Exercise input
-=-=-=-=-

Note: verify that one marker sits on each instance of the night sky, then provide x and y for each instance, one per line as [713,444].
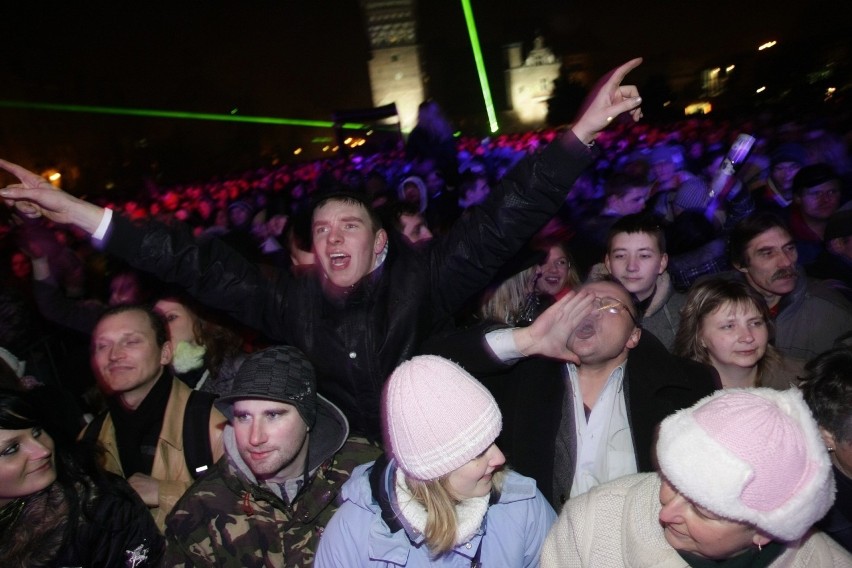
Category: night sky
[306,59]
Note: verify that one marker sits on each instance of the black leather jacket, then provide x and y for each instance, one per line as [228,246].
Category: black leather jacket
[355,343]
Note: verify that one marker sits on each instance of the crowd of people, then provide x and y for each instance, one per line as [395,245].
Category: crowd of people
[600,346]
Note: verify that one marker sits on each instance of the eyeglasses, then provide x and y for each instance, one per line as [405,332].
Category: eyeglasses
[612,306]
[822,193]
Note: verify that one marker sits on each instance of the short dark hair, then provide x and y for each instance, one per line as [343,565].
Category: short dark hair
[349,198]
[158,324]
[634,301]
[827,388]
[747,230]
[638,223]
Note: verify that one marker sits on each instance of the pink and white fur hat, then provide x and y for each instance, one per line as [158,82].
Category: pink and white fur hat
[753,456]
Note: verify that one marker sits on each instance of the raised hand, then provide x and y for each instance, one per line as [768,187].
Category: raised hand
[547,336]
[34,197]
[608,99]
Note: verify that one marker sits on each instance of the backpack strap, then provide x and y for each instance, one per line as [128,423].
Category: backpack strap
[196,433]
[381,492]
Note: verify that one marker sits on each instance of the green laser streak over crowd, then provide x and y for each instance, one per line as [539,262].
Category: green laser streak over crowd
[480,65]
[179,115]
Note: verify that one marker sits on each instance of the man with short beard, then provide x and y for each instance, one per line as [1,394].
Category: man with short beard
[287,455]
[808,315]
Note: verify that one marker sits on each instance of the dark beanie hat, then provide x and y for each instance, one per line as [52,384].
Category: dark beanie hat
[281,374]
[789,153]
[812,176]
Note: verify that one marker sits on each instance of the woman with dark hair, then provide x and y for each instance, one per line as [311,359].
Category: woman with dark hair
[207,354]
[57,508]
[827,387]
[726,324]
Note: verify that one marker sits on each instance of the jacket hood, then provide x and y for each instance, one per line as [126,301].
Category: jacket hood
[328,435]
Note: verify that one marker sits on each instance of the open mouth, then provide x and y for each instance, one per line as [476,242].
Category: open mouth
[585,331]
[339,259]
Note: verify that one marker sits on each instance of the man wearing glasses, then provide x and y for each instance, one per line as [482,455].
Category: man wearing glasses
[581,390]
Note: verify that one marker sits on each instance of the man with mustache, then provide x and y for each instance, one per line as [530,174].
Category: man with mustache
[582,389]
[809,315]
[370,300]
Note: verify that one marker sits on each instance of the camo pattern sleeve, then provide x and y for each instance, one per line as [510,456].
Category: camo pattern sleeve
[226,520]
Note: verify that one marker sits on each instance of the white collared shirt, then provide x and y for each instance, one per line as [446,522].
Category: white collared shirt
[604,443]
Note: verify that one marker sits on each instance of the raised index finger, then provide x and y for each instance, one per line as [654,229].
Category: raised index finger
[620,72]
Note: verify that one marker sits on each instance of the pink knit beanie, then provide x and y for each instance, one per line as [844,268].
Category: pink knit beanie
[437,417]
[753,456]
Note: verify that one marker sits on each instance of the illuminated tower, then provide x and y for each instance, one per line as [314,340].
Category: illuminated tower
[529,82]
[395,72]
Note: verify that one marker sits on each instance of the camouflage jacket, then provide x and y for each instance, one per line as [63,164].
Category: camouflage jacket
[227,519]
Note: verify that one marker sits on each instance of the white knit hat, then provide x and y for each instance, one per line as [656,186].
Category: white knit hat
[437,417]
[753,456]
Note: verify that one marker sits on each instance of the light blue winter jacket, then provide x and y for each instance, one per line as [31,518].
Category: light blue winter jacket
[512,532]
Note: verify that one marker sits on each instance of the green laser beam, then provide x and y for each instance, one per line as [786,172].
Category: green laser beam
[480,65]
[179,114]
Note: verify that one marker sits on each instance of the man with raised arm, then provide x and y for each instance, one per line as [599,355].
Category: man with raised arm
[369,303]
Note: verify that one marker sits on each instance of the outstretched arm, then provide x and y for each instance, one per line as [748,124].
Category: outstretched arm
[608,99]
[547,336]
[34,197]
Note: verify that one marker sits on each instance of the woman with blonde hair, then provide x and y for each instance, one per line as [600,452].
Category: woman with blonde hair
[726,324]
[520,298]
[429,500]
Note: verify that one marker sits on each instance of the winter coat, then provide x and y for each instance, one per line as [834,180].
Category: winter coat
[617,524]
[511,534]
[107,526]
[170,467]
[810,318]
[662,316]
[254,526]
[356,341]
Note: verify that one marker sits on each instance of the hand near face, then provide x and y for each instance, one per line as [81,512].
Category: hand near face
[34,197]
[547,335]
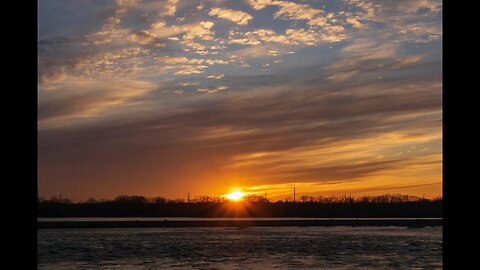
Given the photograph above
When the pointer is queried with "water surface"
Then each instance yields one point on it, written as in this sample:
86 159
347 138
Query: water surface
249 248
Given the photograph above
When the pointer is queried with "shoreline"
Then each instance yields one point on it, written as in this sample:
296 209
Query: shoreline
354 222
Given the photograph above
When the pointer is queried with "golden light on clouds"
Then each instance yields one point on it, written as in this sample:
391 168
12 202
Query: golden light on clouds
235 195
165 98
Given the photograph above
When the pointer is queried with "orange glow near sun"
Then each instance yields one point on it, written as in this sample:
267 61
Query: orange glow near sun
235 195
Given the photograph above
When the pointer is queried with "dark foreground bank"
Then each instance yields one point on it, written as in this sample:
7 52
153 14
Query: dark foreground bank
238 223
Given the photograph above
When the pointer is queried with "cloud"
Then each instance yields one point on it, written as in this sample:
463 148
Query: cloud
145 38
236 16
86 99
212 90
311 135
260 4
219 76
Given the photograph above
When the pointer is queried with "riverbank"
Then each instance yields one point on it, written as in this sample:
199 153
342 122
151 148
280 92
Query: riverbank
412 222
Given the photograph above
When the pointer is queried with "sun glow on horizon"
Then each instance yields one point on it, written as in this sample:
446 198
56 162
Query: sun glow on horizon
235 195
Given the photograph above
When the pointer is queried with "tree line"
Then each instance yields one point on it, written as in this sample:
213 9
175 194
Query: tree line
388 205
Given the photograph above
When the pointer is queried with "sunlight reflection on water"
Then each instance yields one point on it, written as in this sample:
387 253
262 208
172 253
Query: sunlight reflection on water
250 248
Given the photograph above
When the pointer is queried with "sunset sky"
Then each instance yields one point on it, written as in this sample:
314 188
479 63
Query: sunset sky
166 97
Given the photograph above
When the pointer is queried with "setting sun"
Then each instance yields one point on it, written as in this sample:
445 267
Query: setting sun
235 195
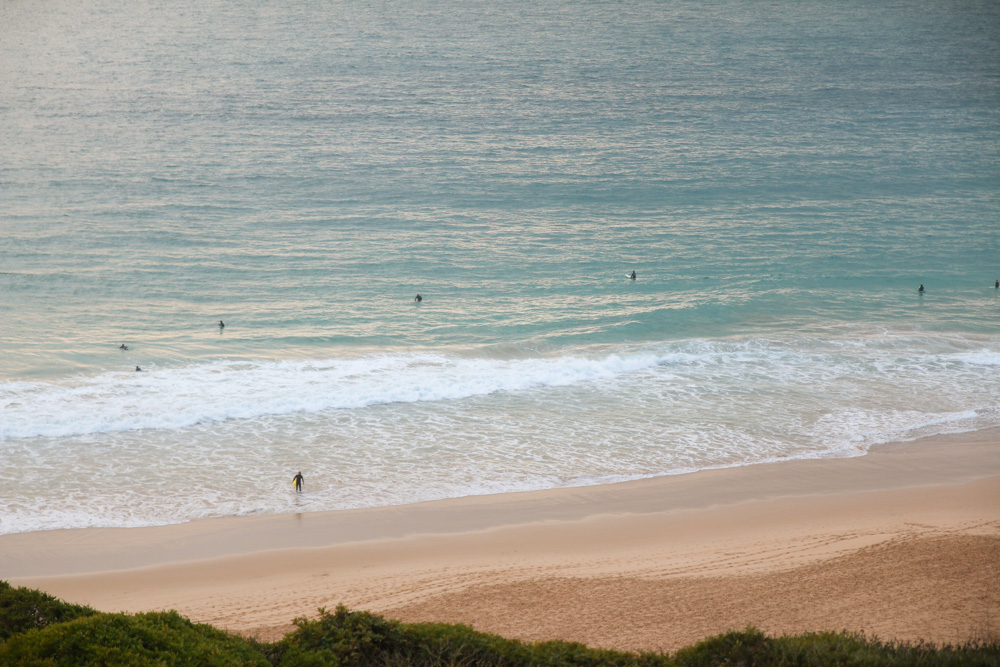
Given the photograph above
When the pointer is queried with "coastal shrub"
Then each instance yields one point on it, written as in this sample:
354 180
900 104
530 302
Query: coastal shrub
23 609
159 638
349 638
752 647
38 629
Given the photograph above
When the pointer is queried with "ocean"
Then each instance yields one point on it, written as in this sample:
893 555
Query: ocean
781 176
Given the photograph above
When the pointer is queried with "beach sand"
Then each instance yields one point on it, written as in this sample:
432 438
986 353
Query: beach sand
902 543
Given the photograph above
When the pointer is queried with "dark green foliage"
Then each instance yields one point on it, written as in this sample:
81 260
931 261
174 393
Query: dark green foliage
23 609
352 639
40 630
752 647
120 639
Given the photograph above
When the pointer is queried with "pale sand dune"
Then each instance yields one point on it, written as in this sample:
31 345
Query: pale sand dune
903 543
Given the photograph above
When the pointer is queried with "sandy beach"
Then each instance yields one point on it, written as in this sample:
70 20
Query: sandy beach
902 543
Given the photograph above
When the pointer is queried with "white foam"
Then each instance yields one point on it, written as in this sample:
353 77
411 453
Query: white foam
174 398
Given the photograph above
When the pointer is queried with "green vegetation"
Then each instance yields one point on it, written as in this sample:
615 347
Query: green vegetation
37 629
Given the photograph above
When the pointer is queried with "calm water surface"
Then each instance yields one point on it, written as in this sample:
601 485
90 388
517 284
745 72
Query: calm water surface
781 177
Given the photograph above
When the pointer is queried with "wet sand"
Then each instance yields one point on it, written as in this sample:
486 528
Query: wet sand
903 543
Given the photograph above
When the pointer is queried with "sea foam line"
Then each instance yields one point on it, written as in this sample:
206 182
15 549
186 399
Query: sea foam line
175 398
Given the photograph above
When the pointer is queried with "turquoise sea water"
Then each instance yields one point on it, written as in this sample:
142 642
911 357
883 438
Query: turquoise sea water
781 177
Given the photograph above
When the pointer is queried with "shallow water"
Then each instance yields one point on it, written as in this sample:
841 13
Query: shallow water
781 178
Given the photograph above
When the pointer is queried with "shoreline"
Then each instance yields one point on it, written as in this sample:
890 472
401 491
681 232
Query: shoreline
570 559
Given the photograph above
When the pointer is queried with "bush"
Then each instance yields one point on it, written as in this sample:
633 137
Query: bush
120 639
37 629
23 609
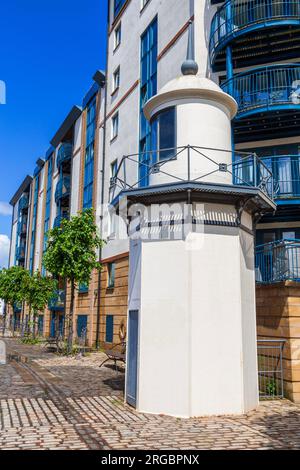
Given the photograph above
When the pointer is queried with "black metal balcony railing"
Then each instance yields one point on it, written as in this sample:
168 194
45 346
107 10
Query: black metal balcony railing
64 153
236 18
24 202
278 261
272 88
58 301
59 218
62 188
135 171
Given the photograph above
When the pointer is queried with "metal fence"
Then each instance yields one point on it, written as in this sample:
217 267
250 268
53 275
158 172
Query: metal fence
270 368
278 261
192 164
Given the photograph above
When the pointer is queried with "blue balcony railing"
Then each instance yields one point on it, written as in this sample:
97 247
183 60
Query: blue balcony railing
272 88
62 188
59 218
64 153
23 202
236 18
278 261
286 174
58 301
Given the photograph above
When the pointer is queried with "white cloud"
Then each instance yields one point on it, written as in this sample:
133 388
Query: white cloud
5 208
4 250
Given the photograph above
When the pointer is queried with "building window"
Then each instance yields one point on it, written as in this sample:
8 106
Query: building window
111 270
109 336
118 36
114 126
116 79
48 205
148 88
89 155
118 5
163 132
34 222
113 169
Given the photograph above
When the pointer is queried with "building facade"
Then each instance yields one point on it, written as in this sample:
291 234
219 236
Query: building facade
251 50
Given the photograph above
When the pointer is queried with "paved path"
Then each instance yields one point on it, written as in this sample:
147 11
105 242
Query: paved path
52 402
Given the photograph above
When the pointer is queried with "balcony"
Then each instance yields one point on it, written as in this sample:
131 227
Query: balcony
62 188
278 261
22 227
58 301
64 154
59 218
258 32
270 96
193 166
20 253
23 202
286 174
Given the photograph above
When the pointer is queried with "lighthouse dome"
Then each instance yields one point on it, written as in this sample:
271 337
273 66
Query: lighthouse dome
187 89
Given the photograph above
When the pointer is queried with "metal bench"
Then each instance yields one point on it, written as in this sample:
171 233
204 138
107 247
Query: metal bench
115 355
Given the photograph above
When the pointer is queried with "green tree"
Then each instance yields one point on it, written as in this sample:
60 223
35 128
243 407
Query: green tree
13 282
71 256
38 292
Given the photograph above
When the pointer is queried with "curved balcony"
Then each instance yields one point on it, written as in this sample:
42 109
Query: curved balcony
23 202
273 94
64 153
259 31
62 188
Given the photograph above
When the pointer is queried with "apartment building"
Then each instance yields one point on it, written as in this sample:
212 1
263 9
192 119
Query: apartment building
251 50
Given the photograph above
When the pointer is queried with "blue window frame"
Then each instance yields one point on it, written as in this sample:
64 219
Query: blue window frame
89 155
118 5
34 222
148 88
48 205
111 272
109 335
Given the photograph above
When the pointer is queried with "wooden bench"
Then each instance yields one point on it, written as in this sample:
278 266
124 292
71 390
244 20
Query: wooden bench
115 355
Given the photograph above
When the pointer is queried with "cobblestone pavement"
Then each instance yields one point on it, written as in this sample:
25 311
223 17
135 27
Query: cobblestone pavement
51 402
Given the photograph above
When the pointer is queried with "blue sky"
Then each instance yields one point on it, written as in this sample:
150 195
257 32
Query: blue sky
49 53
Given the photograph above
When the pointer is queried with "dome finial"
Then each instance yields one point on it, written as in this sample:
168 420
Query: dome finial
190 66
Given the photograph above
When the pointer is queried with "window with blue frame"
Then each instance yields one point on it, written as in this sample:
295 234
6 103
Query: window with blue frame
48 205
111 272
109 334
89 155
163 133
148 88
34 222
118 5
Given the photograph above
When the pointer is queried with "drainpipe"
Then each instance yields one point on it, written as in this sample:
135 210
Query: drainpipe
102 181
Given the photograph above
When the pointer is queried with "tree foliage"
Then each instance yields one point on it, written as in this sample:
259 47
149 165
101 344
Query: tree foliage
13 282
71 251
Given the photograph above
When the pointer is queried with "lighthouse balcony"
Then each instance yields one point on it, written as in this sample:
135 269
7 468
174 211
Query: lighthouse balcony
268 99
258 31
202 169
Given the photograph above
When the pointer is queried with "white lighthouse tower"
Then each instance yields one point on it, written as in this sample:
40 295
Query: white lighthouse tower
191 320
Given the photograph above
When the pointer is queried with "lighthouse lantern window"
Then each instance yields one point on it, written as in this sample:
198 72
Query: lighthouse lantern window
163 128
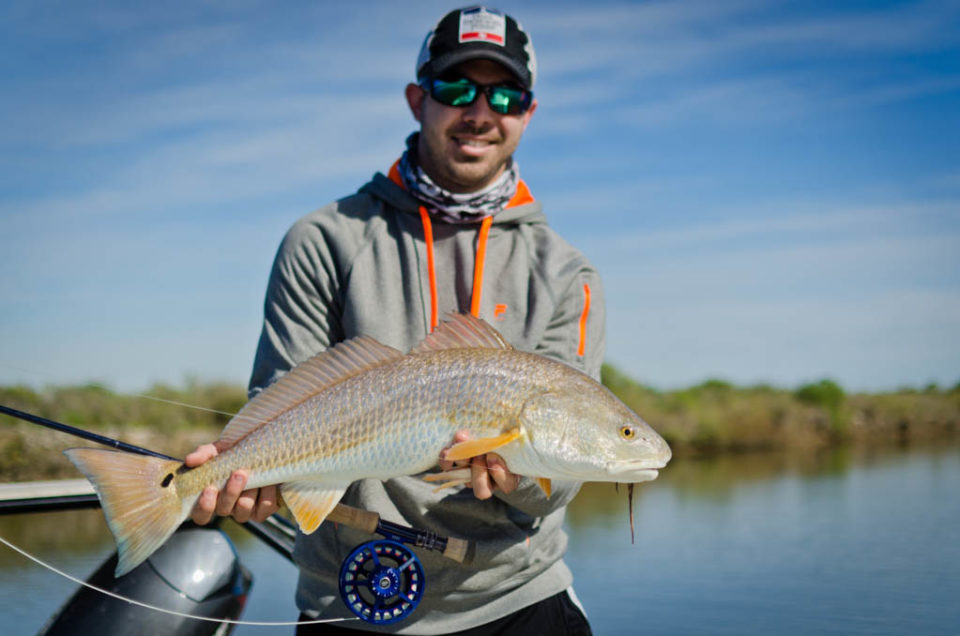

-=-=-=-=-

Exercise
Gather every line of the data above that contains the word "winter", and copy each one out. Case counts.

Output for this exercise
Note: verify that one marker sits on each instance of the light blue winter jacket, then provide x and y for each instance, one per line as [31,518].
Category: light blue winter jacket
Note: verify that one marker sits on each instance of the winter coat, then provide x and y for each instance, one per line as [834,180].
Category: winter coat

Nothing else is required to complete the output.